● **What you have to do**: Please rewrite the material below, putting "report whole-number pixel coordinates" in place of every "give integer pixel values" and keeping everything else the same.
== == ==
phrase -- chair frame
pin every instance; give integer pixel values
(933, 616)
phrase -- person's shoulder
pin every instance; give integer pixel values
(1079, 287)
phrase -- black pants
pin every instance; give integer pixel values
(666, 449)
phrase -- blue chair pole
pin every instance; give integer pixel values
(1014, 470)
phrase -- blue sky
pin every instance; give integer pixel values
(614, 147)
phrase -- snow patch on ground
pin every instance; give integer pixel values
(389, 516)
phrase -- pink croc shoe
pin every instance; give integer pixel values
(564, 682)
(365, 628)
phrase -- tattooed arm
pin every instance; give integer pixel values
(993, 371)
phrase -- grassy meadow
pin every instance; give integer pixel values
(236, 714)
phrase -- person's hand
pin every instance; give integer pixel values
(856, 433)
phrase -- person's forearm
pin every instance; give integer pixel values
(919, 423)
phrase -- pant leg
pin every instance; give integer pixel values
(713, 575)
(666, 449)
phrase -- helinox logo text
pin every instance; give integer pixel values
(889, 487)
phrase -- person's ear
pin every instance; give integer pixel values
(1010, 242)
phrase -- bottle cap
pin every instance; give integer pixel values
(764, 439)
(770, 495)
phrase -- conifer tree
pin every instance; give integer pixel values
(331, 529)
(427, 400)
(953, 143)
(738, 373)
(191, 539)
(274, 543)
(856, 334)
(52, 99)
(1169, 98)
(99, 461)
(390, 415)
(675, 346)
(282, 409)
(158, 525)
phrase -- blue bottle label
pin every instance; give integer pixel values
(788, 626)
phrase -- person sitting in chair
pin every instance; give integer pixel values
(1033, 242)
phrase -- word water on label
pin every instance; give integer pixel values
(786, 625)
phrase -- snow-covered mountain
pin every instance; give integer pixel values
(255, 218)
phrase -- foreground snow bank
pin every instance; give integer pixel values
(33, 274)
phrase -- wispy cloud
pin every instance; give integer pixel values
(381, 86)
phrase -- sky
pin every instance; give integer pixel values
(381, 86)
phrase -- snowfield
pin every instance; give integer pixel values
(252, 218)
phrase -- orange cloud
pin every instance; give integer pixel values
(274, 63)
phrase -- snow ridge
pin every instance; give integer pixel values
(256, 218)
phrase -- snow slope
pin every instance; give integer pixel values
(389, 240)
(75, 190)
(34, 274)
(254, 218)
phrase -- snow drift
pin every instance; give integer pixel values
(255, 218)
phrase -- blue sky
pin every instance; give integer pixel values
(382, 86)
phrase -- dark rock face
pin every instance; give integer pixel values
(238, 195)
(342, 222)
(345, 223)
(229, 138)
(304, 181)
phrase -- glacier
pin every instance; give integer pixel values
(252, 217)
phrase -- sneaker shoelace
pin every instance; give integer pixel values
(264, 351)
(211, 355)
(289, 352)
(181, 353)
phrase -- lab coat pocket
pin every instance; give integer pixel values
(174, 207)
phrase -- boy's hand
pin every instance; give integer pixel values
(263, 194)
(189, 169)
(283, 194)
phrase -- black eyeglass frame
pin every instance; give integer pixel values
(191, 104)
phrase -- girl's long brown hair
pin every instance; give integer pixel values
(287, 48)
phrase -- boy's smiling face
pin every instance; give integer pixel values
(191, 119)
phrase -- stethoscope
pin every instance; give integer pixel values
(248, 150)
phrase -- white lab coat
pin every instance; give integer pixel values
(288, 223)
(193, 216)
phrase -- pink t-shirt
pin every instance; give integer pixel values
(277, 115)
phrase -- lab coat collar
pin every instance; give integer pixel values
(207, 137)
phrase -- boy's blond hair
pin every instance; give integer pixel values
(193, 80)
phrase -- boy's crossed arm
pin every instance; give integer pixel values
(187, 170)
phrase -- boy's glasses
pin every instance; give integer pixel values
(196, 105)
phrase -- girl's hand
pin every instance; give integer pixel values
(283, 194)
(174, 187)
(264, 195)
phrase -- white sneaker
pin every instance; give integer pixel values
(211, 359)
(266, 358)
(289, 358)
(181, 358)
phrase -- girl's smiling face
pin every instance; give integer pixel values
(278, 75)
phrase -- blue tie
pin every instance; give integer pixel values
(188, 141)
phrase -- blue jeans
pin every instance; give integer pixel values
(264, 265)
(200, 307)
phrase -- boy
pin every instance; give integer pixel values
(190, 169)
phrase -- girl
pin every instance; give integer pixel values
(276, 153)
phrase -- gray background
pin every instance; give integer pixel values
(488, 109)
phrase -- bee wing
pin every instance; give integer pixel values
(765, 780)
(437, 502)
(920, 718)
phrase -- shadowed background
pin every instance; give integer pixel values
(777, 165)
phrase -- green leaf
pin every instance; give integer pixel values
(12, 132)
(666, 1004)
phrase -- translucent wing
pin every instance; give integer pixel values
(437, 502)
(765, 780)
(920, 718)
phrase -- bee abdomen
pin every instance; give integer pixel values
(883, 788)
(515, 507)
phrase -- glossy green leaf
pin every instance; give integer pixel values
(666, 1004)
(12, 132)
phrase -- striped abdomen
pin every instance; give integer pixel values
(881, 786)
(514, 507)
== == ==
● **Exercise response**:
phrase -- chair frame
pin every instance; report whole-number pixel coordinates
(933, 616)
phrase -- person's shoulder
pin every instance; report whole-number pixel coordinates
(1079, 287)
phrase -- black pants
pin every instance; report whole-number pixel coordinates
(666, 449)
phrase -- blue chair pole
pin every instance; report whole-number pixel coordinates
(1014, 470)
phrase -- blue sky
pin every instance; report whole-number pixel coordinates
(614, 147)
phrase -- snow patch on ground
pin every instance; report whole-number pixel coordinates
(389, 516)
phrase -- pink croc shoe
pin every instance; report whole-number pixel coordinates
(564, 682)
(365, 628)
phrase -- tattooed arm
pin every instance; report whole-number pixel coordinates
(993, 371)
phrase -- grassy meadow
pin every instance; report whole-number pixel coordinates
(236, 714)
phrase -- person's hand
pin every instance; report whole-number pixel coordinates
(856, 433)
phrase -- person's forearm
pin every instance; report whole-number pixel coordinates
(919, 423)
phrase -- pant leg
pin every instance; report whole-number pixel coordinates
(713, 575)
(666, 449)
phrase -- helinox logo text
pin every instance; report whole-number pixel coordinates
(889, 487)
phrase -- person's ear
pin every instance; report whole-number pixel coordinates
(1010, 242)
phrase -- bottle cap
pin every instance; report whole-number pixel coordinates
(764, 439)
(770, 495)
phrase -- conifer tree
pin every instance; report whole-number pixel coordinates
(331, 529)
(427, 400)
(953, 143)
(738, 373)
(191, 539)
(274, 543)
(856, 334)
(52, 99)
(1169, 98)
(99, 461)
(390, 415)
(675, 346)
(282, 409)
(158, 525)
phrase -- blue bottle label
pin every instance; report whole-number pixel coordinates
(788, 626)
phrase -- person sitting in chair
pin every instance; report whole-number pixel coordinates
(1033, 242)
phrase -- word water on label
pin every instance; report whole-number pixel coordinates
(786, 625)
phrase -- snow-covered mountain
pin every instance; report whole-number pixel coordinates
(255, 218)
phrase -- foreground snow bank
pin every instance; report whole-number pixel coordinates
(33, 274)
phrase -- wispy cloud
pin every instance; report whole-number pixel coordinates
(381, 86)
phrase -- sky
pin every instance; report whole-number pixel coordinates
(381, 86)
phrase -- snowfield
pin every instance; report whole-number pixel coordinates
(252, 218)
phrase -- orange cloud
pin every instance; report whole-number pixel coordinates
(274, 63)
phrase -- snow ridge
pin every instance; report whole-number pixel coordinates
(256, 218)
phrase -- snow slope
pin every instance; report whole-number pixel coordinates
(389, 240)
(75, 190)
(34, 274)
(254, 218)
phrase -- snow drift
pin every instance; report whole-number pixel coordinates
(255, 218)
phrase -- blue sky
pin every instance; report whole-number pixel coordinates
(382, 86)
phrase -- dark rock face
pin every instance; report whole-number pixel coordinates
(238, 195)
(342, 222)
(345, 223)
(229, 138)
(304, 181)
phrase -- glacier
pin every instance; report whole-number pixel coordinates
(252, 217)
phrase -- sneaker shoelace
pin every instance; report whole-number pixel coordinates
(264, 351)
(211, 355)
(289, 352)
(181, 353)
phrase -- lab coat pocket
pin every instance; report whole-number pixel coordinates
(174, 207)
phrase -- boy's hand
pin every instance; report whole-number pixel coordinates
(263, 194)
(189, 169)
(283, 194)
phrase -- black eyeglass frame
pin every instance; report whole-number pixel coordinates
(191, 104)
phrase -- girl's long brown hair
pin every instance; report whole-number pixel coordinates
(287, 48)
phrase -- boy's smiling face
pin every instance; report whole-number pixel coordinates
(191, 119)
phrase -- stethoscope
pin every instance; report whole-number pixel coordinates
(248, 150)
phrase -- white lab coat
pin every instance; report whole-number pixel coordinates
(288, 223)
(193, 216)
phrase -- pink t-shirt
pin every instance; report whole-number pixel coordinates
(277, 115)
phrase -- lab coat collar
pin every instance; report whole-number pixel coordinates
(207, 137)
phrase -- boy's blond hair
pin every instance; report whole-number pixel coordinates
(193, 80)
phrase -- boy's crossed arm
pin every instance; report whole-number pixel coordinates
(187, 170)
phrase -- boy's glasses
pin every instance; report whole-number pixel coordinates
(196, 105)
phrase -- girl's hand
pin every instance; report whole-number pixel coordinates
(283, 194)
(174, 187)
(264, 195)
phrase -- white sneaker
pin every instance; report whole-number pixel coordinates
(211, 359)
(266, 358)
(289, 358)
(181, 358)
phrase -- girl's smiling face
pin every instance; report whole-number pixel coordinates
(278, 75)
phrase -- blue tie
pin every instance; report whole-number pixel coordinates
(188, 141)
phrase -- blue jeans
pin every instance; report whole-number pixel coordinates
(264, 265)
(200, 307)
phrase -- boy
pin every instance; report whole-number pixel coordinates
(190, 169)
phrase -- girl
pin every instance; report whole-number pixel coordinates
(276, 153)
phrase -- gray background
pin every instance; report whole-number pixel coordinates
(488, 109)
phrase -- bee wing
pin every instance; report whole-number pixel coordinates
(765, 780)
(437, 502)
(920, 718)
phrase -- shadowed background
pin every instance; report whole-number pixel coordinates
(777, 165)
phrase -- green leaf
pin every instance; report whole-number pixel coordinates
(12, 132)
(666, 1004)
phrase -- translucent wing
pin every instance; report whole-number pixel coordinates
(437, 502)
(765, 780)
(920, 718)
phrase -- bee abdomen
pin every instance; report whole-number pixel coordinates
(883, 788)
(515, 507)
phrase -- glossy green leaf
pin every instance; report whole-number pixel coordinates
(666, 1004)
(12, 132)
phrase -- striped abdomen
pin every instance; report whole-number pixel coordinates
(881, 786)
(514, 507)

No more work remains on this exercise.